# Provided text
· · · · ·

A woman feeding sharks was bitten on her finger.
Melissa Brunning was visiting the remote Kimbolton region of Western Australia on a super yacht.
On day three of the two-week cruise, the 34-year-old structural draftsperson was the last of the group to step on the partially-submerged swim deck to feed tawny nurse sharks.
She was unaware that nurse sharks suck prey into their mouths as she held a bit of bait in front of the six-foot shark.
As the shark sucked in the bait, it also pulled in Brunning’s right index finger, pulling her down onto the swim deck.
A man who was standing near quickly reached for her and helped her regain her footing.
“I think the shark was in shock as much as I was . . . the only way I can describe it is this immense pressure and it felt like it was shredding it off the bone,” she told The West Australian. “I came up and I was like, ‘I’ve lost my finger, my finger’s gone’.”
While Brunning’s finger was still attached, there were several lacerations and she decided to see if it would heal on its own as she continued her vacation.
Once her trip was completed, she sought medical care for the wounded digit which was now infected.
Doctors attempted to flush out the infection and found that a ligament was torn, and the finger was fractured.

· · · · ·

# Information shown
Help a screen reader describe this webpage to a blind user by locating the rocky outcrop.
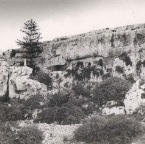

· · · · ·

# Task instructions
(a) According to the shark-bite story, what was Melissa Brunning's job?
(b) Say whether each statement agrees with the shark-bite story, and back each answer with the deciding words, quoted exactly: (i) Brunning was the first in her group to feed the sharks. (ii) The shark she fed was about six feet long. (iii) She got medical care right after the bite.
(c) Carry on the shark-bite story, starting after its last sentence.

# Written answers
(a) She was a structural draftsperson.

(b)
(i) No: "was the last of the group to step on the partially-submerged swim deck to feed tawny nurse sharks."
(ii) Yes: "she held a bit of bait in front of the six-foot shark."
(iii) No: "Once her trip was completed, she sought medical care for the wounded digit which was now infected."

(c)
Brunning takes full responsibility for the bite.
“This is not a shark attack, this is just a blonde doing a stupid thing. I’m not a shark victim . . . I have full respect for sharks; I think they’re incredible. I’ve always had the opinion that when you’re in the water, they’re top of the food chain, it’s their domain.
“We’re not meant to be in the water, if we were we’d have gills,” she added. She has taken one lesson to heart “respect marine life, and look at it in awe, but just leave them alone.”
While nurse sharks are considered docile, they will bite when provoked.
There have been several cases where smaller nurse sharks have held on and required removal by emergency personnel.
Sairol Harun was fishing off the coast of Malaysia December 21, 2017 when a nurse shark grabbed him above the knee.
The 24-year-old had to call police who used special fishing equipment to remove the shark.
Ervin Maccarty was bitten on the stomach by a juvenile nurse shark in the Florida Keys on September 2, 2017. Video shows the shark refusing to release its bite until its gills were sliced open.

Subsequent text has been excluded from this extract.